- Opening Delimiter -

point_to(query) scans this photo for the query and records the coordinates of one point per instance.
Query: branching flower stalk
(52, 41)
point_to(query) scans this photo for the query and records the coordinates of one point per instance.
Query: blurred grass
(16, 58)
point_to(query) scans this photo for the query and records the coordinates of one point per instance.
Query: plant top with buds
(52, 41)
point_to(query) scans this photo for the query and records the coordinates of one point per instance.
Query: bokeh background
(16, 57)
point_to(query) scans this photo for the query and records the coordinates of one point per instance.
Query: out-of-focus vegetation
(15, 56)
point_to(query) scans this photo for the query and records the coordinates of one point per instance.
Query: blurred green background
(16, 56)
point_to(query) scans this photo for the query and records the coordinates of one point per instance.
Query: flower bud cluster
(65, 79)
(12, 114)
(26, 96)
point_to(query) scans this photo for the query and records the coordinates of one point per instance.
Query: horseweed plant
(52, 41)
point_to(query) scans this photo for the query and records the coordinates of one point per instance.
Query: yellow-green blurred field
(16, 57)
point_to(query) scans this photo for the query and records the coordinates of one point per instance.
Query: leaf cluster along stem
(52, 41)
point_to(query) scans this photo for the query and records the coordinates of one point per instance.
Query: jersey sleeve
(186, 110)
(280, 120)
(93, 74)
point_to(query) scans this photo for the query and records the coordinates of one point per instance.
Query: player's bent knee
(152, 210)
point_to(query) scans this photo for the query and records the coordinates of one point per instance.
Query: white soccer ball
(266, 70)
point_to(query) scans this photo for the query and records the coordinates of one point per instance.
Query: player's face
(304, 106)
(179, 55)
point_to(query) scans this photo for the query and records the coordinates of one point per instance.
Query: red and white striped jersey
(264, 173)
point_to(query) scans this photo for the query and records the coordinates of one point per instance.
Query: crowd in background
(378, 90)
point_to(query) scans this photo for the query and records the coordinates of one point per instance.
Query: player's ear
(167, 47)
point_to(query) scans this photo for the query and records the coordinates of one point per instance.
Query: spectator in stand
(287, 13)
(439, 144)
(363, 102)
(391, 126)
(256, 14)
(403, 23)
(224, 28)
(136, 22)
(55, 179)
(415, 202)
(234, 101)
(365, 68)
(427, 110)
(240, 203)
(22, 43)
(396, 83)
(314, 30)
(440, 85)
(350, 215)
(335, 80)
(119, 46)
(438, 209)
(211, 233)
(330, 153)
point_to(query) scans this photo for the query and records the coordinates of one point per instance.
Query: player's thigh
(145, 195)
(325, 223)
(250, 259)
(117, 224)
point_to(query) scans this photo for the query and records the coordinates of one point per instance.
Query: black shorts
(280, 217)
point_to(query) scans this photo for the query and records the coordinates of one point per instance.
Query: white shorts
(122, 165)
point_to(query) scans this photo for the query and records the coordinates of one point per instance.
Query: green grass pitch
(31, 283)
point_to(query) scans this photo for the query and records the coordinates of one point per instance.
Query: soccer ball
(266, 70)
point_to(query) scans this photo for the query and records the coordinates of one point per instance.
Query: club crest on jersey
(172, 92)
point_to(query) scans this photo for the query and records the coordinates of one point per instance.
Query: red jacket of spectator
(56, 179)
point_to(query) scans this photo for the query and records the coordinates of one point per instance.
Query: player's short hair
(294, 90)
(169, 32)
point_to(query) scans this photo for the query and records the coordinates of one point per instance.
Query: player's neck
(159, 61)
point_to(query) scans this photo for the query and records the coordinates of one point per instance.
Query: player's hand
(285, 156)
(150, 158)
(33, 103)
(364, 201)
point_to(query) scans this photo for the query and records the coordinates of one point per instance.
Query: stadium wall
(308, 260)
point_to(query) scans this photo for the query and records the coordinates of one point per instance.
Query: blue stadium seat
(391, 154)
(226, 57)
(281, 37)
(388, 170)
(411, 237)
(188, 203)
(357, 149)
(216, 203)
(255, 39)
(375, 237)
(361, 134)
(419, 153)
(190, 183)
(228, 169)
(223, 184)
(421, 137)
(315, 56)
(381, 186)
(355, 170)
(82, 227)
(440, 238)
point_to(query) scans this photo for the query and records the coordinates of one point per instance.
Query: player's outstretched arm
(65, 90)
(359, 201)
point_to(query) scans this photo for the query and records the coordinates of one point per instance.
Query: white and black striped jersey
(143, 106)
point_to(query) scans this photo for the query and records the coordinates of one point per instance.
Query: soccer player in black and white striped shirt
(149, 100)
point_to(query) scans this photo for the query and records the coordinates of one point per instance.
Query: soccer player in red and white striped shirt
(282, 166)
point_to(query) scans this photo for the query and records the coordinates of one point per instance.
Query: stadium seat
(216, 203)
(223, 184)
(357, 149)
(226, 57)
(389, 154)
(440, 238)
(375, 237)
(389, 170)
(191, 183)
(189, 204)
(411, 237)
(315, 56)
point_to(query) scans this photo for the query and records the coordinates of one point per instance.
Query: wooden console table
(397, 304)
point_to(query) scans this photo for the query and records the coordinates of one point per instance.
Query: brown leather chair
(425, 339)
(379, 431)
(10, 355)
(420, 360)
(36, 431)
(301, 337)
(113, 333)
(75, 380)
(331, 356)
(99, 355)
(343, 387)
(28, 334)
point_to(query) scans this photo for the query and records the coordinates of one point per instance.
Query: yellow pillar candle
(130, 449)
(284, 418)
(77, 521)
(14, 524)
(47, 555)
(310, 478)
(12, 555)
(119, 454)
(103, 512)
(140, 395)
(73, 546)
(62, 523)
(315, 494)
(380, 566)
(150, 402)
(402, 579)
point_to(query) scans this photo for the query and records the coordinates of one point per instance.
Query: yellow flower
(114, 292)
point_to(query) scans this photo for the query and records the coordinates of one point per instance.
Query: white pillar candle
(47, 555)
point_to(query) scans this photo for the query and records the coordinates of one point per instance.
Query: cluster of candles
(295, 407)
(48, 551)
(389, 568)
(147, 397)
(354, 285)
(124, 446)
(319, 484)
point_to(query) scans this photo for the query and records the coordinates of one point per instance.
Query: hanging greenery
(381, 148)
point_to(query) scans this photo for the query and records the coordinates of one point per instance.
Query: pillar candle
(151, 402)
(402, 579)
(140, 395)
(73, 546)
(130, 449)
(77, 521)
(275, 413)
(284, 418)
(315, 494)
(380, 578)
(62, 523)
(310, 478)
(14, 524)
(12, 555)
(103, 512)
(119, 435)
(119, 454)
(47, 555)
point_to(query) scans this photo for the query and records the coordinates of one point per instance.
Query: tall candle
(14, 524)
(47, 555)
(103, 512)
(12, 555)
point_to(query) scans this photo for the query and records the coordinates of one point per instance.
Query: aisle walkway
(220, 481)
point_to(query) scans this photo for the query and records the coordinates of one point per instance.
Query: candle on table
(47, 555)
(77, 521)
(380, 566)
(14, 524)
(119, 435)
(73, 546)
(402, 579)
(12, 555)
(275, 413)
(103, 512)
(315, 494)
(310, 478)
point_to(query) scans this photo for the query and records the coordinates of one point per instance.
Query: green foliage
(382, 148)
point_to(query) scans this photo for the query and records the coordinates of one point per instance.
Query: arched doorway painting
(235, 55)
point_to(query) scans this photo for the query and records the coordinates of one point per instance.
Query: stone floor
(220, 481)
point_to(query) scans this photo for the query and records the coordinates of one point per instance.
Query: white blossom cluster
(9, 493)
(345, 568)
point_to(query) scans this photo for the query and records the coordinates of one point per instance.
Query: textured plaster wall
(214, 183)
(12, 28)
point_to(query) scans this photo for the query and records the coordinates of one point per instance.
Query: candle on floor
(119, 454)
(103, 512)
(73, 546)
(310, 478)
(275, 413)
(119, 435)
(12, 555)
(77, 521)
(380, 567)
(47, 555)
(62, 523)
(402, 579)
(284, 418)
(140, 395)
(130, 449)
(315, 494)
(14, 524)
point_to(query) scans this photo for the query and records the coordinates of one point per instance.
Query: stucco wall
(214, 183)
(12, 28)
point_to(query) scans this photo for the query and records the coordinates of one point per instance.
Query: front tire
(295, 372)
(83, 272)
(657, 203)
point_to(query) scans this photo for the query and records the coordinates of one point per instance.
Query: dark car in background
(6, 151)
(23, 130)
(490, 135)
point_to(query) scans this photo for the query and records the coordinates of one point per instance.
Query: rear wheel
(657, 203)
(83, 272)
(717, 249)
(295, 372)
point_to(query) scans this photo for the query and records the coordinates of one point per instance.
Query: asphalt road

- Closing Delimiter -

**Problem statement**
From the "Query: rear wheel" line to the close of the listing, restate each line word for word.

**Solved problem**
Query: rear wheel
(657, 203)
(83, 272)
(717, 249)
(295, 372)
point_to(query) scans this photo for the query and records the coordinates of one point per instance.
Query: asphalt road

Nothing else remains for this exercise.